##### QUOTED PASSAGE #####

With the genomics, epigenomics, and transcriptomics data from over 11,000 tumors representing 33 of the most prevalent forms of cancer, the Pan-Cancer Atlas represents an exceptional chance for a comprehensive and integrated analysis to extend our current knowledge of how a normal cell achieves cancer hallmarks. The pan-cancer analysis involving multi-omics data in combination with structured bioinformatics and statistical instruments provides an effective platform to recognize common molecular signatures for the stratification of patients affected by different cancer types and uncover shared molecular pathology of different cancer types for designing tailored therapies. Investigation of the massive amount of cancer-specific data deposited in TCGA requires special bioinformatics methods to mine biologically meaningful information. Several analytic and visualization platforms have been already developed to support the rapid analysis of TCGA data. For instance, cBioPortal provides the opportunity to visualize, analyze, and download large-scale cancer genomics data sets [92]. The impulse for open data in the field of biomedical genomics is important to make data available in public repositories for improving and accelerating scientific discovery, although there are ethical and technological challenges to be overcome.

3.3. Data Integration

The need to integrate multi-omics data has led to the development of new theoretical algorithms and methods that are able to extract biologically significant information of clinical relevance.

#####

EXERCISE:
Carry the passage on cancer multi-omics data forward, starting after its last sentence in the "Data Integration" section.

##### RAW DATA #####

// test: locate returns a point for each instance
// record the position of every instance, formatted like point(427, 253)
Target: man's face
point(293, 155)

#####

RESPONSE TO THIS EXERCISE:
Unsupervised data integration refers to the cluster of methods that draw an inference from of an unlabeled input dataset. Learning consists in detecting intrinsic regularities and relationships between the data, without any prior knowledge about the data itself. Examples of unsupervised techniques are matrix factorization methods, Bayesian methods, network-based methods, and multi-step analysis. CNAmet is a powerful multi-step integration tool for CNV, DNA methylation, and gene expression data [93]. The identification of genes which are synergistically regulated by methylation and CNV data, allow the understanding of biological process behind cancer progression.
Supervised methods involve the use of a dataset for which the phenotype label is known. In this way, when the system has learned a given task, it will be able to generalize, or to use the experience gained to solve problems that provide the same basic knowledge. Supervised data integration methods are built via information of available known labels from the training omics data. The most common supervised techniques are Network-based methods, Multiple Kernel Learning methods, and multi-step analysis. For example, Feature Selection Multiple Kernel Learning (FSMKL) is a method which uses the statistical score for feature selection per data type per pathway, improving the prediction accuracy for cancer detection.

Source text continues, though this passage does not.